■ **EXERCISE PROMPT**: Repeat the lines of the data exactly and exclude any picture among them.

■ **DATA LISTING**:
--- START ---

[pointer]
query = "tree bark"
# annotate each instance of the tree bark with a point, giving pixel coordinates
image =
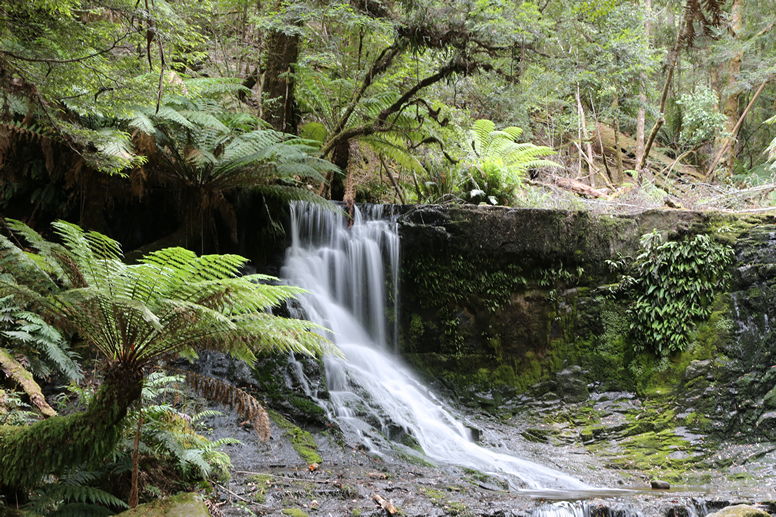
(641, 117)
(52, 446)
(729, 94)
(278, 102)
(671, 62)
(16, 372)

--- END ---

■ **REPLY**:
[pointer]
query = "tree bark"
# annotate each instance of the tree bark with a point, giving pixel coordinates
image =
(641, 117)
(52, 446)
(729, 94)
(278, 102)
(671, 62)
(16, 372)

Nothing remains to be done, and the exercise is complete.